Extract each line in the rows below that contains the word "shallow". Copy those lines in the order they occur.

[Data extracted from a collection]
━━━━━━━━━━
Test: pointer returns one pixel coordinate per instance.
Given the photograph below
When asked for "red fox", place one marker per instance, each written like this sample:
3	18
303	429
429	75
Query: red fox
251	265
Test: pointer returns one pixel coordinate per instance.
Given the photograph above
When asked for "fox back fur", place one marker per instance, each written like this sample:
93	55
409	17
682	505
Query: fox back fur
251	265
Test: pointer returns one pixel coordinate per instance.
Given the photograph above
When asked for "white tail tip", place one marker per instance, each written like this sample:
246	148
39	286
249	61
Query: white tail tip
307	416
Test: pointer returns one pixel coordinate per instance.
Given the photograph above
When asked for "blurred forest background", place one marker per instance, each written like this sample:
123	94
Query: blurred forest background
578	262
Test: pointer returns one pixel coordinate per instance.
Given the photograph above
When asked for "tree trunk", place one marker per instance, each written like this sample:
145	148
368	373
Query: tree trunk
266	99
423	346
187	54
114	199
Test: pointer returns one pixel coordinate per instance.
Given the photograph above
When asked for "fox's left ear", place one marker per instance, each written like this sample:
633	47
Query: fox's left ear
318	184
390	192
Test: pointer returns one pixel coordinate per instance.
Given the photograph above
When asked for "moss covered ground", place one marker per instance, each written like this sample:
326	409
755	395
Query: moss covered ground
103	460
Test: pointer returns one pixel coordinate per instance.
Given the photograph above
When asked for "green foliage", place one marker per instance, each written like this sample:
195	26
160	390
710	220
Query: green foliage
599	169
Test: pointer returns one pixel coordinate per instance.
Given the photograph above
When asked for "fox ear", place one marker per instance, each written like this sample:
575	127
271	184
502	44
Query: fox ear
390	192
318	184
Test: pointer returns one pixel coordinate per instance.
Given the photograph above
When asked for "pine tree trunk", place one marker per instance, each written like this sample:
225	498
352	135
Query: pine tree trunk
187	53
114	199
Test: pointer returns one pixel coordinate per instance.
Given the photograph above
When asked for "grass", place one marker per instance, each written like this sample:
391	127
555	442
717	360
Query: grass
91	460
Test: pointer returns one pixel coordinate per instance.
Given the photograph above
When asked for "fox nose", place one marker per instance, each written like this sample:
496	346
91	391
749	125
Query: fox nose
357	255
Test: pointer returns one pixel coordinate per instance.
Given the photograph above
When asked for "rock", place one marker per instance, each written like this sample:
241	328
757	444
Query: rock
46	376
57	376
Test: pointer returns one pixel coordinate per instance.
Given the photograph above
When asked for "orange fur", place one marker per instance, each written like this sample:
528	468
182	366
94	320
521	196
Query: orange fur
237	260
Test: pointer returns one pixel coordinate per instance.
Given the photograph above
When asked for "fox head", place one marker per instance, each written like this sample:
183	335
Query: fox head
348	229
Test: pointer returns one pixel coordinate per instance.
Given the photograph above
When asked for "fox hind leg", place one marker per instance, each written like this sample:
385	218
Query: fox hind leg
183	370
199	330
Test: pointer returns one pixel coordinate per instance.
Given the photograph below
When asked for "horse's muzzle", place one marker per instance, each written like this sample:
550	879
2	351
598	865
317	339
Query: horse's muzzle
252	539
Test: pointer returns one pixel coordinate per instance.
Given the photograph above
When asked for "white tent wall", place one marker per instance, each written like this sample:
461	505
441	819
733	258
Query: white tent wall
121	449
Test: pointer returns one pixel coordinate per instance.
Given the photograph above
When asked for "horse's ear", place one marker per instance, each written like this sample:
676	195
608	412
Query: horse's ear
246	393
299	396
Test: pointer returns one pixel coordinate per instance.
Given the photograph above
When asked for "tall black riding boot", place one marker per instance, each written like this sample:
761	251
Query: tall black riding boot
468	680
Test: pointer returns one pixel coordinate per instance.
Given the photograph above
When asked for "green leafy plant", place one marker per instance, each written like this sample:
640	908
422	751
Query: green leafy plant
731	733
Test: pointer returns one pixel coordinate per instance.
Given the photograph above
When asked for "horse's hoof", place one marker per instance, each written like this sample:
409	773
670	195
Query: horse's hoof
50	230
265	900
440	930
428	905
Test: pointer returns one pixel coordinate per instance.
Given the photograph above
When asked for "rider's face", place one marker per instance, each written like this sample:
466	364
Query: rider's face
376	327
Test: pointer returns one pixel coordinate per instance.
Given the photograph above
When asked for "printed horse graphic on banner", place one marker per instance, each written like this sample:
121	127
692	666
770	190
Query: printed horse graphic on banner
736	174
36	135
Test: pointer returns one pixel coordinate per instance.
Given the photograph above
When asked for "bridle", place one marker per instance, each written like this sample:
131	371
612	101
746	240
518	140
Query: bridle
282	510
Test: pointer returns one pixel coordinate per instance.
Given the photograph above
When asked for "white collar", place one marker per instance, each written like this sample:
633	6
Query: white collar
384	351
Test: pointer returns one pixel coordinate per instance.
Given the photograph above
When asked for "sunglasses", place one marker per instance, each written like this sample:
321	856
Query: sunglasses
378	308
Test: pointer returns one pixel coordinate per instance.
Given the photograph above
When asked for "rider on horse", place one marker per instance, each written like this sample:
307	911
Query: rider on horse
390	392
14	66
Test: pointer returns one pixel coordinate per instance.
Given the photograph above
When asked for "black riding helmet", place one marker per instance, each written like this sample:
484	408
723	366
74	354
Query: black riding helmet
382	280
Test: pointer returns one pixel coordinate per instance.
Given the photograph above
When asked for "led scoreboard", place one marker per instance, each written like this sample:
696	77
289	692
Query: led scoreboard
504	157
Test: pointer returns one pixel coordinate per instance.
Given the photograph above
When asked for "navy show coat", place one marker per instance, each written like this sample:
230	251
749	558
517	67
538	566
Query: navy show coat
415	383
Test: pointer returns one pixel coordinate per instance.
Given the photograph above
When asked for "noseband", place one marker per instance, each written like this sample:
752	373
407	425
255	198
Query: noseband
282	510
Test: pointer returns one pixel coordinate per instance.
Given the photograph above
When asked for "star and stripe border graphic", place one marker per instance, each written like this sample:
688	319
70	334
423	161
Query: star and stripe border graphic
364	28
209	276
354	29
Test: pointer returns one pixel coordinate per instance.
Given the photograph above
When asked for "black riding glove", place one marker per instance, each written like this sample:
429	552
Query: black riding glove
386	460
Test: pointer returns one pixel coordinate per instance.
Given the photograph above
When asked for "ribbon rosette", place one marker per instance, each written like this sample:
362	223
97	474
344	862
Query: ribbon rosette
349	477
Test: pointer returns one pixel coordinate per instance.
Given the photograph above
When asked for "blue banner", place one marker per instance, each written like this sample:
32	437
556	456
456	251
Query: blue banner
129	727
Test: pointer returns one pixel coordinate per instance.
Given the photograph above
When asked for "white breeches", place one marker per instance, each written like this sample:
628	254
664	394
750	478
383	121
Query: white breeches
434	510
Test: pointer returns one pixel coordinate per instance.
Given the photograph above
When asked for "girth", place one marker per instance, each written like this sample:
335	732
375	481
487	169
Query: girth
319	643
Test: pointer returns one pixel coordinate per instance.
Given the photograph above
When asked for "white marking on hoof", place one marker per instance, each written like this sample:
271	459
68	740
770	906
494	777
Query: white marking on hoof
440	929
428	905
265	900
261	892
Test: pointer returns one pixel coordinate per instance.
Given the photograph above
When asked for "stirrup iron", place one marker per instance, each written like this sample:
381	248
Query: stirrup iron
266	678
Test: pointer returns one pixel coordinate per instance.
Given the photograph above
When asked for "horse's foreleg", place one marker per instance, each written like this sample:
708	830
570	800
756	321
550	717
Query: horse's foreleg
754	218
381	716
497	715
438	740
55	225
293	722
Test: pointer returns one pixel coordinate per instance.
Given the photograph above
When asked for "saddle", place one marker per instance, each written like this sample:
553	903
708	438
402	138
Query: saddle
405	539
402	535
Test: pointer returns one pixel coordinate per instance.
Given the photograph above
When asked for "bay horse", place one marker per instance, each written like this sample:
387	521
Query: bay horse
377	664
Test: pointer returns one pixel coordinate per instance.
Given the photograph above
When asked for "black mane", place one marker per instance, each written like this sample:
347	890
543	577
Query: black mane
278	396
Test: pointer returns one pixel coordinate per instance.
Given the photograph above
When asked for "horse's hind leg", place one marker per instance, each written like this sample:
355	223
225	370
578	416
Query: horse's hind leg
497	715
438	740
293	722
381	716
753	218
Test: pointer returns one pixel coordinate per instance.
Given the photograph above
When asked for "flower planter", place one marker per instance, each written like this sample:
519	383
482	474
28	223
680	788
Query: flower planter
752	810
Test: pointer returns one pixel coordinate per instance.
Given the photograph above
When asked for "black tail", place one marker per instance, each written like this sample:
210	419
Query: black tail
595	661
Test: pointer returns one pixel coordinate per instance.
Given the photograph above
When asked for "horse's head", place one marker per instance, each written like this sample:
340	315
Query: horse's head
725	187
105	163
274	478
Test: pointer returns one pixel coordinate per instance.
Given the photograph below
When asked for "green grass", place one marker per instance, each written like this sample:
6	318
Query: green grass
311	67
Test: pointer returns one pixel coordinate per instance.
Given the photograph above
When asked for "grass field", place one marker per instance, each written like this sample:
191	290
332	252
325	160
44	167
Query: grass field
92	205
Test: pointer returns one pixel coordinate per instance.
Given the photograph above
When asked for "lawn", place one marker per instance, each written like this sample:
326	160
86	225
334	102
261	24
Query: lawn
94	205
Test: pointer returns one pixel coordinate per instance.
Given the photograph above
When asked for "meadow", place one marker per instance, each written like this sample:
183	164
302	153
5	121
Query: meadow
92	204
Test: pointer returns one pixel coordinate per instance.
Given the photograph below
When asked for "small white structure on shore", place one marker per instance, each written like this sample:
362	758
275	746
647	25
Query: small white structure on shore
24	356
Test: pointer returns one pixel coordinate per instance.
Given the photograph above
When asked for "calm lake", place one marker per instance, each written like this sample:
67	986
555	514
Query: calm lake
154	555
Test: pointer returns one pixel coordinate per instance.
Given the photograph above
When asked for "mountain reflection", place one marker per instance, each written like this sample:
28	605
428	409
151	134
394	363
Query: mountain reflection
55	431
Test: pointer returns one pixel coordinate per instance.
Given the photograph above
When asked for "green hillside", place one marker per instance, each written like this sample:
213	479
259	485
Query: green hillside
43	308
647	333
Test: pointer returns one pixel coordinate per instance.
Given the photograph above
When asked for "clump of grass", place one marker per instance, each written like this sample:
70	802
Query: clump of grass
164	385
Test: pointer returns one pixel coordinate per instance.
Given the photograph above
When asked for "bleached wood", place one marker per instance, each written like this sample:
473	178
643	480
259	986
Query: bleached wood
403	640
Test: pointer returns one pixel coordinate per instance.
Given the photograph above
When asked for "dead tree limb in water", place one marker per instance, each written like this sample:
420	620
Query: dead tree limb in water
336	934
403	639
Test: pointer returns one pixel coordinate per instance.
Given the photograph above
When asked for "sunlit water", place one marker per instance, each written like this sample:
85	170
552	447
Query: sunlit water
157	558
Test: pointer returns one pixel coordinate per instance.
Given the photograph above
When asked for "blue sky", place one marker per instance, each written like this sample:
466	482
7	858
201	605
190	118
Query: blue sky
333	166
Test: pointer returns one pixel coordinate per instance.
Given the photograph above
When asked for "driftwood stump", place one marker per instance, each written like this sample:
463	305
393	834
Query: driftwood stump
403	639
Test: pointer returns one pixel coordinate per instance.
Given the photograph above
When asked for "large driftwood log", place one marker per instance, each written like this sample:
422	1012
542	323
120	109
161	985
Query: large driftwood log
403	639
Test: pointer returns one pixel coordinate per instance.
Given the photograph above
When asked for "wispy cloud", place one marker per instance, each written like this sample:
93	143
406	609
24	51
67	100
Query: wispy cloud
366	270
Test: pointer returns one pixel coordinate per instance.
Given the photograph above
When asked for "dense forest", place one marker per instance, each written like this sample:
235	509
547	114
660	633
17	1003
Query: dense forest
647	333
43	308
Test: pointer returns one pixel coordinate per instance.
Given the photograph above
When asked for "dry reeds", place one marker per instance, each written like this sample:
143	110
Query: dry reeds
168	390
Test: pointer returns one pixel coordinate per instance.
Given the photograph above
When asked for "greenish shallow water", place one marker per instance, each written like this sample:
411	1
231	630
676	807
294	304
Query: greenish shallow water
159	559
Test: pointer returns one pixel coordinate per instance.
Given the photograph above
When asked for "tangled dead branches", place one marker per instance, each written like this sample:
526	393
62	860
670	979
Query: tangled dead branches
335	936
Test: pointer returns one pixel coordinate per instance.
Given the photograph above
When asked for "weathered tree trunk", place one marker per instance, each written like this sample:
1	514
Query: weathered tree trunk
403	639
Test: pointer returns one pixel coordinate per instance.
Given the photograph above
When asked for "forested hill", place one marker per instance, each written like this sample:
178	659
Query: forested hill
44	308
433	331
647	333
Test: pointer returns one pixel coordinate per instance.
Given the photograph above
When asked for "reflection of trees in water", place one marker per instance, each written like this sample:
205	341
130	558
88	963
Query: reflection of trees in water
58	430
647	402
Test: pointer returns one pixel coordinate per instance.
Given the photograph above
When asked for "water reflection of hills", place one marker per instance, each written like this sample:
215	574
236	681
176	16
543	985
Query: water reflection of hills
━━━━━━━━━━
**Written solution**
When asked for "greenish shallow water", place one marker per instance, each written like this sample:
Query: greenish shallow water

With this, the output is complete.